>>

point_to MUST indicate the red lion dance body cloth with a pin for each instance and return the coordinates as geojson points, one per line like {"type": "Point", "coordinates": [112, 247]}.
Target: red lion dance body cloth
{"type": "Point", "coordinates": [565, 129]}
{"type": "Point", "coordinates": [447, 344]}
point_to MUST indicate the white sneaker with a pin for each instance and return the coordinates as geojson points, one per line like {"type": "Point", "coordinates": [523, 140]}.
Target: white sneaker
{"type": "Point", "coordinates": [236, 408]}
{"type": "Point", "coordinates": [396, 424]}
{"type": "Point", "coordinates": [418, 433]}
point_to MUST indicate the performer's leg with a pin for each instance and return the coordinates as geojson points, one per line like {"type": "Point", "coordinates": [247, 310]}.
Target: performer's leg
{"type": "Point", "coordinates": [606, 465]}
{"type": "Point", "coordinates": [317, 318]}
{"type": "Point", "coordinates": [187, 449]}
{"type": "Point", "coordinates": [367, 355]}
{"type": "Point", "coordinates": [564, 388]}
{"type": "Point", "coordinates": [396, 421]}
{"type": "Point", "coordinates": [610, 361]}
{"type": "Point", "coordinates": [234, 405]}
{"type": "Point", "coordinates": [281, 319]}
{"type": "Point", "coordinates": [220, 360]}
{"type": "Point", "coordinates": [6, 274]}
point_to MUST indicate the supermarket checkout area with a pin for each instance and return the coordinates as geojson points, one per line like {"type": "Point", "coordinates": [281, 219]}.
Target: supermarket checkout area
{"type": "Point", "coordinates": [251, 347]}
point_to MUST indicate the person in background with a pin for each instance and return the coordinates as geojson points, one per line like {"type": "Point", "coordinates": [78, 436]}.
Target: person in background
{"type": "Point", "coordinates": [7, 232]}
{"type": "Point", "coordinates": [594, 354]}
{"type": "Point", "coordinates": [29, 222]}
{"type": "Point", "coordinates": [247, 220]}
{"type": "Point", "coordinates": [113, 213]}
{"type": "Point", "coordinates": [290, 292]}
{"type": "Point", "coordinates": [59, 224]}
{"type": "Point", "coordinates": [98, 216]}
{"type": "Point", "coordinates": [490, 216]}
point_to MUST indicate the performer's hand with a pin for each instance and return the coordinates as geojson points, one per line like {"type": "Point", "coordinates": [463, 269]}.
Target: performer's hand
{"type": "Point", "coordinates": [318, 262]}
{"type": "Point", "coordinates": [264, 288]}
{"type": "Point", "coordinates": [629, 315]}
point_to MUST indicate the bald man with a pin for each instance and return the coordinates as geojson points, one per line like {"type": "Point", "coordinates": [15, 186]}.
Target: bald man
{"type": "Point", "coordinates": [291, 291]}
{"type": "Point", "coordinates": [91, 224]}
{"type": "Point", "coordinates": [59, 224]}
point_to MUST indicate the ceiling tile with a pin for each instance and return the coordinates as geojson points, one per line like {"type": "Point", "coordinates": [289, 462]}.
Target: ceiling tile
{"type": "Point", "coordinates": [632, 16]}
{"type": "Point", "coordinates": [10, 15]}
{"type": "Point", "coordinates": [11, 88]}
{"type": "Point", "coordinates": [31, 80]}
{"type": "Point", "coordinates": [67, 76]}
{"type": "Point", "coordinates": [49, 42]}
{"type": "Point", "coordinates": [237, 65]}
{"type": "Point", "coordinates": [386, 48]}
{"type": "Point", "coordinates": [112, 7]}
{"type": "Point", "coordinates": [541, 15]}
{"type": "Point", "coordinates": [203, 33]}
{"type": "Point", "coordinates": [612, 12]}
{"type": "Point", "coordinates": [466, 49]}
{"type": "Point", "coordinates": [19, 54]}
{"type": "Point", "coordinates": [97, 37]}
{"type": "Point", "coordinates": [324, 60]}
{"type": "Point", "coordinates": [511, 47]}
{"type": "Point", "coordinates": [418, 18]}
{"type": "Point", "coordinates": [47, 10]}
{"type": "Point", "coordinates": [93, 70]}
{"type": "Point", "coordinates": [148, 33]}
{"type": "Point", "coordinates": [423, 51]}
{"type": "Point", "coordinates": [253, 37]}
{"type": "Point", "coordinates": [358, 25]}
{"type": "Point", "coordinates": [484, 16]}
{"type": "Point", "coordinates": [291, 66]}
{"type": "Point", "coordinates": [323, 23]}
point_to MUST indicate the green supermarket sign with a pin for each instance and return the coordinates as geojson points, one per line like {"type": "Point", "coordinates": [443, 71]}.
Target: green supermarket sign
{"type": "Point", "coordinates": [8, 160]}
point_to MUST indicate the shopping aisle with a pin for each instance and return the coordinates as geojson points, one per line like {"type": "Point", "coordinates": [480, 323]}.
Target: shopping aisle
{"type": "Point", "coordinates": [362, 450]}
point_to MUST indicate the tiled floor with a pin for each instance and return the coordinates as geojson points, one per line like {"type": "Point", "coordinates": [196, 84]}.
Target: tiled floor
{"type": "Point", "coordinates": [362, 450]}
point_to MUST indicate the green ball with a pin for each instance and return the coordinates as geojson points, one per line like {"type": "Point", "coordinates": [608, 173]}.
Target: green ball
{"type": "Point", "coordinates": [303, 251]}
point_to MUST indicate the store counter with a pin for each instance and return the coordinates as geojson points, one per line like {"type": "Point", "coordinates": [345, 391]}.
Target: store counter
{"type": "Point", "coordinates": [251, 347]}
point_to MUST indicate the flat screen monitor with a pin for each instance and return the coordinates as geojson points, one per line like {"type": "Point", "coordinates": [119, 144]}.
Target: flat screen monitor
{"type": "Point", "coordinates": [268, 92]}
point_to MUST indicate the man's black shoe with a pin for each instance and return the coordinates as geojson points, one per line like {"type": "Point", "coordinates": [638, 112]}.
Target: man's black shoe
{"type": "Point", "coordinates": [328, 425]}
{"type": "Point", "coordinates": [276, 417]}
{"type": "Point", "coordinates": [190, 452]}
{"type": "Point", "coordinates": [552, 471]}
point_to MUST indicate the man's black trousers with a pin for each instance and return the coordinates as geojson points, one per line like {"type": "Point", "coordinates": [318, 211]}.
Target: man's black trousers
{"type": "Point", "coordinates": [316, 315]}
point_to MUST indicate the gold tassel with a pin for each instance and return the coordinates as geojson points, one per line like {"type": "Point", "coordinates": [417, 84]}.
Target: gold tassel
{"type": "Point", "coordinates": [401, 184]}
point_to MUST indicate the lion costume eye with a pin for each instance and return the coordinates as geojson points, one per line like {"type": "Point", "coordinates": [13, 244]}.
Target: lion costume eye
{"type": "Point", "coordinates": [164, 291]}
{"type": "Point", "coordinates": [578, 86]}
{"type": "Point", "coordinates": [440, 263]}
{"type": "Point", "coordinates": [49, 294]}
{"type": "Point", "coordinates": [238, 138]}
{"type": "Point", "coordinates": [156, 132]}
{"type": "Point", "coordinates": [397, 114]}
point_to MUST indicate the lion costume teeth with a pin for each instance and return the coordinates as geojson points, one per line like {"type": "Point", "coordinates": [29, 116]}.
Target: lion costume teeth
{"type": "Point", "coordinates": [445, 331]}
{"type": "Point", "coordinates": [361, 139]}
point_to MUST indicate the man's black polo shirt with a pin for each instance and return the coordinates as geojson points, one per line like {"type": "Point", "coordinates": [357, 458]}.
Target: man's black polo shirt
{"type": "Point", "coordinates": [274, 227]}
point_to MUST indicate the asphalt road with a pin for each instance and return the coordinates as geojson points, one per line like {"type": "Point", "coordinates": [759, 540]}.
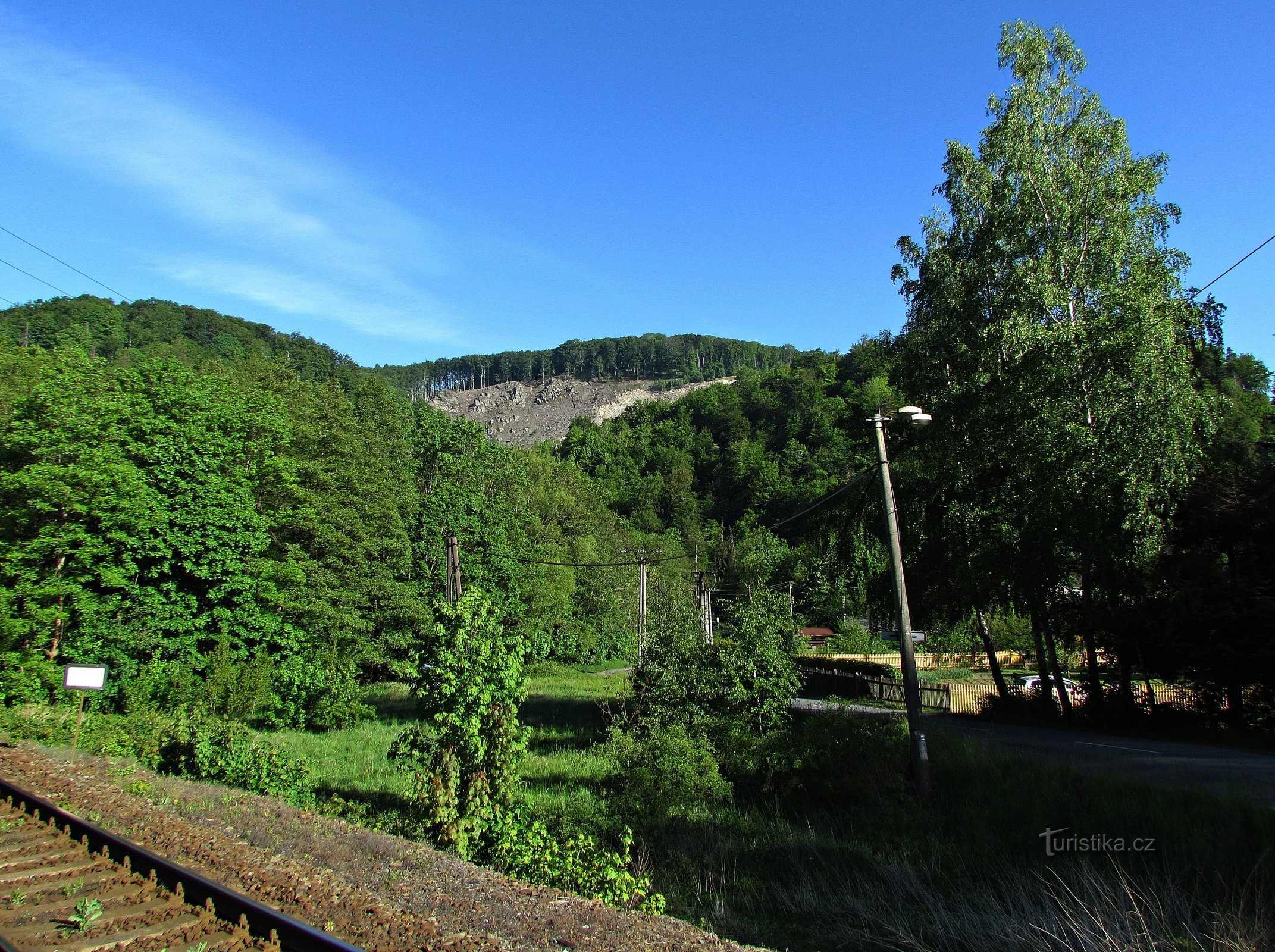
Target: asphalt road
{"type": "Point", "coordinates": [1222, 770]}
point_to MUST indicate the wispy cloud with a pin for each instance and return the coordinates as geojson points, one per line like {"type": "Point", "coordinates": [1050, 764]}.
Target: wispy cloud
{"type": "Point", "coordinates": [293, 230]}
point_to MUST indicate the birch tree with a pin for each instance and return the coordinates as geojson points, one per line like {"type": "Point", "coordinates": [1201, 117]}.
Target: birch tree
{"type": "Point", "coordinates": [1046, 330]}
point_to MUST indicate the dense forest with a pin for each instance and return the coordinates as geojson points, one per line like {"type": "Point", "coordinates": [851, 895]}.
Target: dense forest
{"type": "Point", "coordinates": [249, 529]}
{"type": "Point", "coordinates": [201, 502]}
{"type": "Point", "coordinates": [681, 357]}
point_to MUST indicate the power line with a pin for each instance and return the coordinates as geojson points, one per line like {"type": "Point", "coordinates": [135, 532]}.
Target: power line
{"type": "Point", "coordinates": [826, 499]}
{"type": "Point", "coordinates": [590, 565]}
{"type": "Point", "coordinates": [65, 265]}
{"type": "Point", "coordinates": [1232, 268]}
{"type": "Point", "coordinates": [40, 280]}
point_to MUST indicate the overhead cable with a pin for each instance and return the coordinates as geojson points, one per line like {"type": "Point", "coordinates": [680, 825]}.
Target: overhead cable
{"type": "Point", "coordinates": [590, 565]}
{"type": "Point", "coordinates": [65, 265]}
{"type": "Point", "coordinates": [1232, 268]}
{"type": "Point", "coordinates": [40, 280]}
{"type": "Point", "coordinates": [826, 499]}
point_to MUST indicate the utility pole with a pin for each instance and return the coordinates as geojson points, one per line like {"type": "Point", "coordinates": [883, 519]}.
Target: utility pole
{"type": "Point", "coordinates": [453, 570]}
{"type": "Point", "coordinates": [704, 602]}
{"type": "Point", "coordinates": [643, 555]}
{"type": "Point", "coordinates": [907, 654]}
{"type": "Point", "coordinates": [642, 606]}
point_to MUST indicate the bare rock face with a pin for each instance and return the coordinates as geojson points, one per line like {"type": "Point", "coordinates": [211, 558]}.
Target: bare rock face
{"type": "Point", "coordinates": [524, 415]}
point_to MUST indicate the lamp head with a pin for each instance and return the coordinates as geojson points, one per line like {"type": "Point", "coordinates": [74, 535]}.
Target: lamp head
{"type": "Point", "coordinates": [916, 415]}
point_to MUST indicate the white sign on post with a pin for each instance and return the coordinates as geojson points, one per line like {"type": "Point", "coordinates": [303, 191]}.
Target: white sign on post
{"type": "Point", "coordinates": [84, 677]}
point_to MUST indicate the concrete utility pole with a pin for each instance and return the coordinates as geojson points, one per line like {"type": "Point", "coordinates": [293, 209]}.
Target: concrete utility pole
{"type": "Point", "coordinates": [453, 570]}
{"type": "Point", "coordinates": [642, 606]}
{"type": "Point", "coordinates": [643, 555]}
{"type": "Point", "coordinates": [907, 654]}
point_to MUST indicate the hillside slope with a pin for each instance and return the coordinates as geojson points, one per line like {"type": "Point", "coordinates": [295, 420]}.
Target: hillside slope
{"type": "Point", "coordinates": [524, 415]}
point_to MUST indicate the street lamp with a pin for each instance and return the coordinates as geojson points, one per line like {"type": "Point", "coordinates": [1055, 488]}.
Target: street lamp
{"type": "Point", "coordinates": [907, 654]}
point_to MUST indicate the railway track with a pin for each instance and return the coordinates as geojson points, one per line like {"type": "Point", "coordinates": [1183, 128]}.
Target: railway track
{"type": "Point", "coordinates": [68, 886]}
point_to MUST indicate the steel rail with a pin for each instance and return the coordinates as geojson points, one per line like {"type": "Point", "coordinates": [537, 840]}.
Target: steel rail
{"type": "Point", "coordinates": [230, 905]}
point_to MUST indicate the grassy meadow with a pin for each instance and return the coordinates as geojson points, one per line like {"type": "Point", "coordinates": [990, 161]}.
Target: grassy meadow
{"type": "Point", "coordinates": [563, 713]}
{"type": "Point", "coordinates": [847, 859]}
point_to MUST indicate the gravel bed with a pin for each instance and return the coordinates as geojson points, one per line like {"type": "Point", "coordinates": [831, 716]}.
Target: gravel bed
{"type": "Point", "coordinates": [380, 892]}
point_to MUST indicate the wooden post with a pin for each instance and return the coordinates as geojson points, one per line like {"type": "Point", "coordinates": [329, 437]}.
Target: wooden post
{"type": "Point", "coordinates": [907, 654]}
{"type": "Point", "coordinates": [79, 718]}
{"type": "Point", "coordinates": [642, 607]}
{"type": "Point", "coordinates": [453, 570]}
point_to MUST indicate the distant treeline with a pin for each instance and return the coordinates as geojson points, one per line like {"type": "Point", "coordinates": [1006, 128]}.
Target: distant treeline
{"type": "Point", "coordinates": [690, 357]}
{"type": "Point", "coordinates": [162, 329]}
{"type": "Point", "coordinates": [248, 522]}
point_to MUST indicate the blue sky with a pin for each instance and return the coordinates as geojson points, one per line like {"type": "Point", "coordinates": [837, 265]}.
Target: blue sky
{"type": "Point", "coordinates": [407, 181]}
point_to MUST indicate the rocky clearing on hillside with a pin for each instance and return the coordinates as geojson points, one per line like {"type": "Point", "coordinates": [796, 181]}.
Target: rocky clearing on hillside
{"type": "Point", "coordinates": [524, 415]}
{"type": "Point", "coordinates": [379, 892]}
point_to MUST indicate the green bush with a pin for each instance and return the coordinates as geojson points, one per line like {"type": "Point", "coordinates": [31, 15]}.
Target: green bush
{"type": "Point", "coordinates": [190, 744]}
{"type": "Point", "coordinates": [663, 774]}
{"type": "Point", "coordinates": [317, 693]}
{"type": "Point", "coordinates": [466, 751]}
{"type": "Point", "coordinates": [525, 849]}
{"type": "Point", "coordinates": [26, 677]}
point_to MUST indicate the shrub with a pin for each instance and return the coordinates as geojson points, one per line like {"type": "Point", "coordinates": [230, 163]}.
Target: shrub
{"type": "Point", "coordinates": [195, 746]}
{"type": "Point", "coordinates": [525, 849]}
{"type": "Point", "coordinates": [663, 774]}
{"type": "Point", "coordinates": [224, 751]}
{"type": "Point", "coordinates": [465, 753]}
{"type": "Point", "coordinates": [320, 693]}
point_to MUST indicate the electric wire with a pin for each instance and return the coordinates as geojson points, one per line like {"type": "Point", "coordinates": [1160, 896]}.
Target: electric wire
{"type": "Point", "coordinates": [1232, 268]}
{"type": "Point", "coordinates": [826, 499]}
{"type": "Point", "coordinates": [590, 565]}
{"type": "Point", "coordinates": [65, 265]}
{"type": "Point", "coordinates": [40, 280]}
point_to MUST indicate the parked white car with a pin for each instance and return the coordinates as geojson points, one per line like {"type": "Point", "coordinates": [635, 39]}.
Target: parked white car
{"type": "Point", "coordinates": [1030, 684]}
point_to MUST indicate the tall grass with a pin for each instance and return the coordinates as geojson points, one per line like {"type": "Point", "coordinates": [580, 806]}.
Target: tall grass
{"type": "Point", "coordinates": [844, 858]}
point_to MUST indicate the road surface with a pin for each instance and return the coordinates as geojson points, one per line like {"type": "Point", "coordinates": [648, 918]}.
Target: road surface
{"type": "Point", "coordinates": [1220, 770]}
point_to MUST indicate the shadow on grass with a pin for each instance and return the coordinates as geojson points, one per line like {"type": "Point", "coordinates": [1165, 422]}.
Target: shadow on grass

<<

• _Challenge_: Reproduce word for word the lines from the one containing "point_to MUST indicate the road" through the end of the entries.

• _Full answer_:
point_to MUST indicate the road surface with a pin for each instance and return the coordinates as geojson points, one per line like {"type": "Point", "coordinates": [648, 918]}.
Target: road surface
{"type": "Point", "coordinates": [1220, 770]}
point_to MUST indicate the shadow on grass with a pin for each instance and return the coordinates as geojson points, one per line like {"type": "Point", "coordinates": [1165, 422]}.
Target: shadow on grass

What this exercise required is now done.